Понедельник, 8 января.

   Великий князь Димитрий, по высочайшему повелению, отправлен в Персию, в Казвин, где он будет состоять при главном штабе одной из действующих армий. Князь Феликс Юсупов выслан в свое имение в Курскую губ. Что касается Пуришкевича, то престиж, которым он пользуется среди крестьян, влияние его в реакционной партии, как одного из вождей "черных сотен", привели императора к мысли, что его опасно было бы трогать; он оставлен на свободе, но на следующий день после убийства уехал на фронт, где за ним следит военная полиция.
   Мысль убить Распутина возникла в уме Феликса Юсупова, по-видимому, в середине ноября. Около этого времени он говорил об этом с одним из лидеров кадетской партии, блестящим адвокатом Василием Маклаковым; но тогда он рассчитывал убить "старца" при помощи наемных убийц, а не действовать лично. Адвокат благоразумно отговорил его от этого способа: "негодяи, которые согласятся убить Распутина за плату, едва получив от вас задаток, пойдут продать вас "охранке"...

Исходные строки:
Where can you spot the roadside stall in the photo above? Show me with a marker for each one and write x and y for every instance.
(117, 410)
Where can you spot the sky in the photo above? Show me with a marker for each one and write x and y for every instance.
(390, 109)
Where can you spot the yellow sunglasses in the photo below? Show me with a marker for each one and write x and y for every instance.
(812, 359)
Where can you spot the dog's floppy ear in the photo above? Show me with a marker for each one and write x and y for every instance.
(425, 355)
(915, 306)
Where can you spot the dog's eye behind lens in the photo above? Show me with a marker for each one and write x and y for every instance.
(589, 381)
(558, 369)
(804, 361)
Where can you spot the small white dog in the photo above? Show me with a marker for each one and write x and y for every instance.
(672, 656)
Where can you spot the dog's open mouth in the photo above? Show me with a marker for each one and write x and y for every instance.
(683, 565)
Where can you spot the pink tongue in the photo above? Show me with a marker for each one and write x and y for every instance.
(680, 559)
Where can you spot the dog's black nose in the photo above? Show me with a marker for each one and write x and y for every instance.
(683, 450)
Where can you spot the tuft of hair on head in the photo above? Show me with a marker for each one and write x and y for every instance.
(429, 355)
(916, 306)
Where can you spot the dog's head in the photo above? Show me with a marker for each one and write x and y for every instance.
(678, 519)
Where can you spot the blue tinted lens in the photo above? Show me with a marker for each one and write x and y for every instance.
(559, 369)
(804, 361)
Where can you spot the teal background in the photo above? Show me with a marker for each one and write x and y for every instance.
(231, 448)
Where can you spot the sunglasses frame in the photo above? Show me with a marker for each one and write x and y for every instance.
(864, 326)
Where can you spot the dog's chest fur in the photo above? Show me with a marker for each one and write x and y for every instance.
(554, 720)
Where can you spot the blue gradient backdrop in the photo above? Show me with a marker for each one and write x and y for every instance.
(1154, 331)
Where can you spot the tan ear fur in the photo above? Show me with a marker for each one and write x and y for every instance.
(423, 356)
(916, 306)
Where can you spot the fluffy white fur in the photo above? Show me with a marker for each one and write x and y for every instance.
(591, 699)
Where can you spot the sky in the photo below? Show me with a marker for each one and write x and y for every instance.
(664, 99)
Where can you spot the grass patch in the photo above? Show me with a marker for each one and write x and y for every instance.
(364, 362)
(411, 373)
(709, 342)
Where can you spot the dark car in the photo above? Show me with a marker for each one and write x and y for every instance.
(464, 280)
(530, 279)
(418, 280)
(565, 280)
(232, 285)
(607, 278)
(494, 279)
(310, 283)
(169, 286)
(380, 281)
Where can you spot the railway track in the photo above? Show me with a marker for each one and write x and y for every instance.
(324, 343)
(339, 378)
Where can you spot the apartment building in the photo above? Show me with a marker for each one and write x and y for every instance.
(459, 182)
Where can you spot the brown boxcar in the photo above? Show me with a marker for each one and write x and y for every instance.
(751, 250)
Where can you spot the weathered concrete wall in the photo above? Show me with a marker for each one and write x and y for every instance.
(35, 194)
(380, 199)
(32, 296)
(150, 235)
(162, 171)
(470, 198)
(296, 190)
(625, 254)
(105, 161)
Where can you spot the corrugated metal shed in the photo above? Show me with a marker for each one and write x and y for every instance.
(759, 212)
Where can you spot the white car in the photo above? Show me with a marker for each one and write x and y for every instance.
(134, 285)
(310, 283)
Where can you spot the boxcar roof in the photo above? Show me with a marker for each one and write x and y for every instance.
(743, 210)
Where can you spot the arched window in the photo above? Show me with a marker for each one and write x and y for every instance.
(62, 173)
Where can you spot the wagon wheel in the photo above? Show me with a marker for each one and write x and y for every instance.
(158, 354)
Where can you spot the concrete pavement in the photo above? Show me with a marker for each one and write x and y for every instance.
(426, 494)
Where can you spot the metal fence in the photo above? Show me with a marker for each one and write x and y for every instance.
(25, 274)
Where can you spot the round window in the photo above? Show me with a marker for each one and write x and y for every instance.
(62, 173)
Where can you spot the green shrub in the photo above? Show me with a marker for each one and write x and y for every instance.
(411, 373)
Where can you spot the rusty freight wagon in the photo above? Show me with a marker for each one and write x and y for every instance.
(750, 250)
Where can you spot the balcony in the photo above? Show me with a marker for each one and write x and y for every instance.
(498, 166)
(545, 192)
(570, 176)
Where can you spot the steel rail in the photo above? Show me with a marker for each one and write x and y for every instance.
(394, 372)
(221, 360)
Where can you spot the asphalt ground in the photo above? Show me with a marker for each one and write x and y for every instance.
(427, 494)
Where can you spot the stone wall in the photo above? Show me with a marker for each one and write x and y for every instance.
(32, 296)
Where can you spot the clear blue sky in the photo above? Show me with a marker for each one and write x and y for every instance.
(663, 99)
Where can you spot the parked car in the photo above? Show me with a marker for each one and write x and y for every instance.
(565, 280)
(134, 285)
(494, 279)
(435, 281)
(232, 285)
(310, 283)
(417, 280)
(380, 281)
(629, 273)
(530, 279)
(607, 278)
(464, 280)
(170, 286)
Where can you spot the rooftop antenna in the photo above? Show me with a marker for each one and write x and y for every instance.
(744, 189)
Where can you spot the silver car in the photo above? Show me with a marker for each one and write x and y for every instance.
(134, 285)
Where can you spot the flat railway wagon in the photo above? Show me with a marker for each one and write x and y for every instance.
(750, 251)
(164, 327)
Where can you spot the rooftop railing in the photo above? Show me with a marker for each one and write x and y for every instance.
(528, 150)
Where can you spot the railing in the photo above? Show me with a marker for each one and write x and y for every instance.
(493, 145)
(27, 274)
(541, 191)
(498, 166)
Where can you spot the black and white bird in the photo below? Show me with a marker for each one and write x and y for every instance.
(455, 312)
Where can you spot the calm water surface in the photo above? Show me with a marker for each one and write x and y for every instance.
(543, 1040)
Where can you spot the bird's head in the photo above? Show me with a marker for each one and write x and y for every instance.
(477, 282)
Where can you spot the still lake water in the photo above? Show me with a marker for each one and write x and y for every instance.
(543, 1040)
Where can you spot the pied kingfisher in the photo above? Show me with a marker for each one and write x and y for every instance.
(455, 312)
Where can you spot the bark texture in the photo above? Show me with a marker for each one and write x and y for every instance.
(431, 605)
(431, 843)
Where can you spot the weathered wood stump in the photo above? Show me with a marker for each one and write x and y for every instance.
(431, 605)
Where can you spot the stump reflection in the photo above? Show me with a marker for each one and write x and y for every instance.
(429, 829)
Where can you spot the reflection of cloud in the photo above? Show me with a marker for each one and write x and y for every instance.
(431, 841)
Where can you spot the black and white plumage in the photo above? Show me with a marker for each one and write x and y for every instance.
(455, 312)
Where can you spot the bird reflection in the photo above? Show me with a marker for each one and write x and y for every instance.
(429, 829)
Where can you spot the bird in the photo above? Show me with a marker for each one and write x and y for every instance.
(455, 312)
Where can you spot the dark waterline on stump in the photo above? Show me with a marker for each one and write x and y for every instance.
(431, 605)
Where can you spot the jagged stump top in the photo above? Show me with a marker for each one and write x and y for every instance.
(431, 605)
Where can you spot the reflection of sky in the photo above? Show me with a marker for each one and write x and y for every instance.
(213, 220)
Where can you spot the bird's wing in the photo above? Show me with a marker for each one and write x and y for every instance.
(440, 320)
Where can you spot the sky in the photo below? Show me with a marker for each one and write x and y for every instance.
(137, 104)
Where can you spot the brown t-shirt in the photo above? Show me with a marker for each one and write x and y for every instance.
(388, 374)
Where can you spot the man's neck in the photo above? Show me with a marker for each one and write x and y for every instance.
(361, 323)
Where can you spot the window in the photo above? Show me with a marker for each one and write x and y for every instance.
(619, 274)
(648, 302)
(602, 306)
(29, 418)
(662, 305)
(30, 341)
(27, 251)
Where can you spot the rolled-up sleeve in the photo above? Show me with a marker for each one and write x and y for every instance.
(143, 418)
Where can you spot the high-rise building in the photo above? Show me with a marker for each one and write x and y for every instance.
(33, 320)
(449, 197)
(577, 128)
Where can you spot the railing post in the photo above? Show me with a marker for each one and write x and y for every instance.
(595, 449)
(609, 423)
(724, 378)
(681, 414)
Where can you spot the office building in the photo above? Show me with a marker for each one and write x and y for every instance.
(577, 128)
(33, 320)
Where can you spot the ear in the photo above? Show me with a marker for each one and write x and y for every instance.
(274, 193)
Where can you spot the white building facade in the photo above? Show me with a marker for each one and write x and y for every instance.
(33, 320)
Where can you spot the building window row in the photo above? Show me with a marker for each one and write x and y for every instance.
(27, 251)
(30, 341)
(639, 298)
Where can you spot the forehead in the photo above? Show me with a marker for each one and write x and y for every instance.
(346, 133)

Ваше задание:
Напишите продолжение отрывка об убийстве Распутина, начиная сразу после его последней фразы. Строки выше никак не связаны с отрывком об убийстве Распутина.

Ответ к упражнению:
   Пораженный Юсупов спросил: "Неужели нельзя найти надежных людей?" - на что Маклаков остроумно ответил: "Не знаю, у меня никогда не было бюро убийц".
   2 декабря Феликс Юсупов окончательно решился действовать лично.
   В этот день он был на открытом заседании Думы и сидел в ложе против трибуны. На трибуну только что поднялся Пуришкевич и громил в страшном обвинительном акте "темные силы, позорящие Россию". Когда оратор воскликнул перед взволнованной аудиторией: "Встаньте, господа министры, поезжайте в Ставку, бросьтесь к ногам царя, имейте мужество сказать ему, что растет народный гнев и что не должен темный мужик дальше править Россией"... Юсупов затрепетал от сильного волнения. Г-жа П., сидевшая возле него, видела, как он побледнел и задрожал.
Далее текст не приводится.